WHAT THE TASK ASKS
From the first line of the material below to the line containing "pixel 552 290", repeat every line exactly and add nothing.

————————

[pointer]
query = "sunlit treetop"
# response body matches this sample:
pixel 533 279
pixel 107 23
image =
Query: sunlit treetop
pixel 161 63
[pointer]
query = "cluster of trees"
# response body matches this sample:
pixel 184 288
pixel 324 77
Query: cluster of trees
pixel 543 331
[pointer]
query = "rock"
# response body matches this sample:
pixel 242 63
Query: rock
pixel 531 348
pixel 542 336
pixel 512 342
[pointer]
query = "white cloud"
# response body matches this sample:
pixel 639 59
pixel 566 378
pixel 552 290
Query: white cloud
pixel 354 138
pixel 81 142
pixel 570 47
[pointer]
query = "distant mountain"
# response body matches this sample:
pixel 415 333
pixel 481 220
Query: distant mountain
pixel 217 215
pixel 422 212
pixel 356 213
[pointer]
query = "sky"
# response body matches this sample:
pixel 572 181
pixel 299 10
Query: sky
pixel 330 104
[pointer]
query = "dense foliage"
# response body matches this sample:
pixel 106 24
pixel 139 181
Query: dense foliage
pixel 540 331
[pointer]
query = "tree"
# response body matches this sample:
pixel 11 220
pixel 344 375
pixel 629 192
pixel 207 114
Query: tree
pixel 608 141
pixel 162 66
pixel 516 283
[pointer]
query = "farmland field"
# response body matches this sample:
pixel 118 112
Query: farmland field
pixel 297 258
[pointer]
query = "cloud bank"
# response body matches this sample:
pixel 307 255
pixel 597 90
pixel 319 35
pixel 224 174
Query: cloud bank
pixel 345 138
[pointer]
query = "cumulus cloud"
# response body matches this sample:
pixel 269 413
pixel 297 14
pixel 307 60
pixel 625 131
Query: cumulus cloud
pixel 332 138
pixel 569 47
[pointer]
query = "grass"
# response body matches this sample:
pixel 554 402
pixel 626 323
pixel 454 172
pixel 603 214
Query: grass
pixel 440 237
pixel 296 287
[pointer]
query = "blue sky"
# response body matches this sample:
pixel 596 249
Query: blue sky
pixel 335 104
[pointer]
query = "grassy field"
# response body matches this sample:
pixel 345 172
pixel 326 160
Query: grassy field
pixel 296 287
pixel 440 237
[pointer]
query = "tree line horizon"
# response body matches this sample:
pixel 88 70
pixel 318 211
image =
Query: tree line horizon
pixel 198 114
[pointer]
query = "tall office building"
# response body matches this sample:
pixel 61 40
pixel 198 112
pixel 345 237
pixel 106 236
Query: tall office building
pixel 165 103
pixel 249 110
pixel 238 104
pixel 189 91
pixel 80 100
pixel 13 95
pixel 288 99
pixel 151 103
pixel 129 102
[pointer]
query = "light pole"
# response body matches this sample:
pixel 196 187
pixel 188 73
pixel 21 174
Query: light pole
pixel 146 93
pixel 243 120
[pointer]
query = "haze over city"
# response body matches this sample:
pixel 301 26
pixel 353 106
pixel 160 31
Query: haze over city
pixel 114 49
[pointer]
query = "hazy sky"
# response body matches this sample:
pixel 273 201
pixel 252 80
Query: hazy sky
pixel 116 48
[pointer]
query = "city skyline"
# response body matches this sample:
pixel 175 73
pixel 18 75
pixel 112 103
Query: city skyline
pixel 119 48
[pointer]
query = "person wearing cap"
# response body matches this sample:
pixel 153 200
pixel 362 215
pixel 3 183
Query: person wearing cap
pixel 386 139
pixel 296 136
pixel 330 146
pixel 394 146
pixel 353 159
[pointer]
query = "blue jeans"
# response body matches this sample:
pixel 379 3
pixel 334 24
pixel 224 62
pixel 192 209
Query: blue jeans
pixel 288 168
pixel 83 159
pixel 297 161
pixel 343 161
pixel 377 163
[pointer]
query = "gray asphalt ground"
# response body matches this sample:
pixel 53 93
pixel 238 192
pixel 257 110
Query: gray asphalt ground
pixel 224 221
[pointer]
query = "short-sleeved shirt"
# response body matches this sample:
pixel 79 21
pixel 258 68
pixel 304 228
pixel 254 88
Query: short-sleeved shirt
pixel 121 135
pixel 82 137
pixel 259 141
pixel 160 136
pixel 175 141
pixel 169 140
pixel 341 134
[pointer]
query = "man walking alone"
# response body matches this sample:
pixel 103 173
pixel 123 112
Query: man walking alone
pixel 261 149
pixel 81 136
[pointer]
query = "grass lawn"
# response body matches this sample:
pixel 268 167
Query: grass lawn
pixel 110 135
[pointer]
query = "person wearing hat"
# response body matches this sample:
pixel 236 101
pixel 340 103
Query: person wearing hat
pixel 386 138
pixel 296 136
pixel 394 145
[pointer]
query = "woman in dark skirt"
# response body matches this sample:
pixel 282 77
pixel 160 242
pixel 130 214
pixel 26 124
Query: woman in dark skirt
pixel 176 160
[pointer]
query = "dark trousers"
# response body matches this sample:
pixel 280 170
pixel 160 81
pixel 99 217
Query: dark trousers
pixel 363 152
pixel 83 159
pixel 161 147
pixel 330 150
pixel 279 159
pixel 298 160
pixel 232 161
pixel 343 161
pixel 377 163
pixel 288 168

————————

TASK OUTPUT
[pointer]
query = "sunlit treetop"
# response body matches this sample:
pixel 533 279
pixel 107 23
image =
Query: sunlit treetop
pixel 161 63
[pointer]
query = "cluster of trees"
# response body matches this sample:
pixel 184 288
pixel 324 77
Query: cluster of trees
pixel 543 331
[pointer]
query = "rock"
# response body matches this sample:
pixel 242 63
Query: rock
pixel 531 348
pixel 542 336
pixel 512 342
[pointer]
query = "white cloud"
# response body matches this sample:
pixel 639 59
pixel 566 378
pixel 552 290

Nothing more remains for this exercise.